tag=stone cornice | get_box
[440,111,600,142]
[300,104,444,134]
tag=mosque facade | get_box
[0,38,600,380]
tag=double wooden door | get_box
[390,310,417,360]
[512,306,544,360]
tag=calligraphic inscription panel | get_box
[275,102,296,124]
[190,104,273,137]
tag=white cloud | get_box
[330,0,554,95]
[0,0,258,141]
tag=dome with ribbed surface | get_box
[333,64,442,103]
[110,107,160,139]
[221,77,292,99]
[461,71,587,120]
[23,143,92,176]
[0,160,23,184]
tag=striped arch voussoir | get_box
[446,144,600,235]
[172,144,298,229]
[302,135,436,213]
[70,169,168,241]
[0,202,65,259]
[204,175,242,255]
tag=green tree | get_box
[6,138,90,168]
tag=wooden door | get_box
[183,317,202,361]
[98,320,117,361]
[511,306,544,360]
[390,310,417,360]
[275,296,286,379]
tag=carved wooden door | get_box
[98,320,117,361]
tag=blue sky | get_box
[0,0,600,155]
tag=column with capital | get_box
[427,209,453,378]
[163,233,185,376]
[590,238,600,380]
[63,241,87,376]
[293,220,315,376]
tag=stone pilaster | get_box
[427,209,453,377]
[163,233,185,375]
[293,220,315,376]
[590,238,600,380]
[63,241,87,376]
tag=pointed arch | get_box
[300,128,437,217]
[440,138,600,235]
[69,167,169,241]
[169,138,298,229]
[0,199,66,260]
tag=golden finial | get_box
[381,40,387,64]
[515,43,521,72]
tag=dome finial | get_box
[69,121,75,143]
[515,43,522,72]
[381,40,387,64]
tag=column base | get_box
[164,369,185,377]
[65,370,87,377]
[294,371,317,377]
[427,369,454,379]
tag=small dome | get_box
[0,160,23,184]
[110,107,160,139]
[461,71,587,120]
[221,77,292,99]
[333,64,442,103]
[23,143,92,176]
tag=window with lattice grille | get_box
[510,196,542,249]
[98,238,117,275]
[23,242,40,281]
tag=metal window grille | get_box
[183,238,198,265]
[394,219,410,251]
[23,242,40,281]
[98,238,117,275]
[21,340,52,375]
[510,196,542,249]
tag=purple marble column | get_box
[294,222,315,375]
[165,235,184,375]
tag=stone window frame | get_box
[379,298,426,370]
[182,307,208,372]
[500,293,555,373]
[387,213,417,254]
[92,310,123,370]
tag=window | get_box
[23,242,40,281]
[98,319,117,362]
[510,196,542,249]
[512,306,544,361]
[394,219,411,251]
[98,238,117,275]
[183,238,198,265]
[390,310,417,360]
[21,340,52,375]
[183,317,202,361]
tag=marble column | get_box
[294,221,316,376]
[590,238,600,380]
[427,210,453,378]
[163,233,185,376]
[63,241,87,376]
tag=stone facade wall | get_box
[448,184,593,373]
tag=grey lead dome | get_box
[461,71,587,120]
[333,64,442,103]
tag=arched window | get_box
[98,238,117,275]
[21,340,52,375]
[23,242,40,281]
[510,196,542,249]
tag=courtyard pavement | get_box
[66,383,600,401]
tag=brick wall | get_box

━━━━━━

*OBJECTIVE*
Shift every box coordinate in the answers by -70, and write out again all the lines of the data from the line with "tag=dome with ribbed surface | get_box" to the line with "[92,310,123,370]", requests included. Leave every other line out, and keep the requests themselves unchanged.

*FINAL RESULT*
tag=dome with ribbed surface | get_box
[263,-6,372,33]
[40,37,90,69]
[151,7,222,29]
[391,1,517,50]
[-47,73,22,106]
[-70,90,-47,114]
tag=striped arch voussoir | get_box
[376,74,530,165]
[102,74,228,159]
[232,65,366,143]
[0,99,98,171]
[-70,132,-5,189]
[134,105,172,185]
tag=green tree | get_box
[-64,68,20,98]
tag=wooden door | get_box
[113,247,132,291]
[28,250,47,291]
[441,236,474,290]
[320,240,347,290]
[205,226,216,309]
tag=carved wooden door | get_box
[28,250,47,291]
tag=blue sky | get_box
[-70,-70,530,85]
tag=column with capital | get_box
[357,139,383,308]
[93,163,115,306]
[520,168,530,310]
[-7,171,17,306]
[223,150,245,306]
tag=stone pilaster | get_box
[357,139,383,307]
[93,163,115,305]
[223,150,245,306]
[520,168,530,310]
[-7,171,17,306]
tag=pointed arch | get_box
[230,58,367,147]
[370,68,530,165]
[-1,97,99,171]
[99,68,228,159]
[-70,129,-4,190]
tag=golden finial | get_box
[311,-30,317,-6]
[445,-27,451,2]
tag=dome finial | get_box
[-1,51,5,73]
[445,-27,452,2]
[311,-30,317,-6]
tag=column base | get_box
[94,299,115,307]
[-5,300,17,307]
[224,301,247,307]
[357,299,384,309]
tag=small dome | get_box
[-70,90,-47,114]
[40,37,90,69]
[391,1,517,50]
[151,7,222,29]
[263,-6,372,33]
[-47,73,22,106]
tag=window with lattice grille | get_box
[440,126,472,179]
[28,168,47,205]
[-47,172,-30,211]
tag=metal window grille | get_box
[113,168,128,195]
[324,149,340,181]
[-47,172,-30,211]
[28,168,47,205]
[-49,270,-18,305]
[440,126,472,179]
tag=purple marble column | get_box
[224,152,245,305]
[95,165,114,305]
tag=stone window frame | get_box
[309,228,356,300]
[112,237,138,302]
[430,223,485,303]
[317,143,347,184]
[22,240,53,300]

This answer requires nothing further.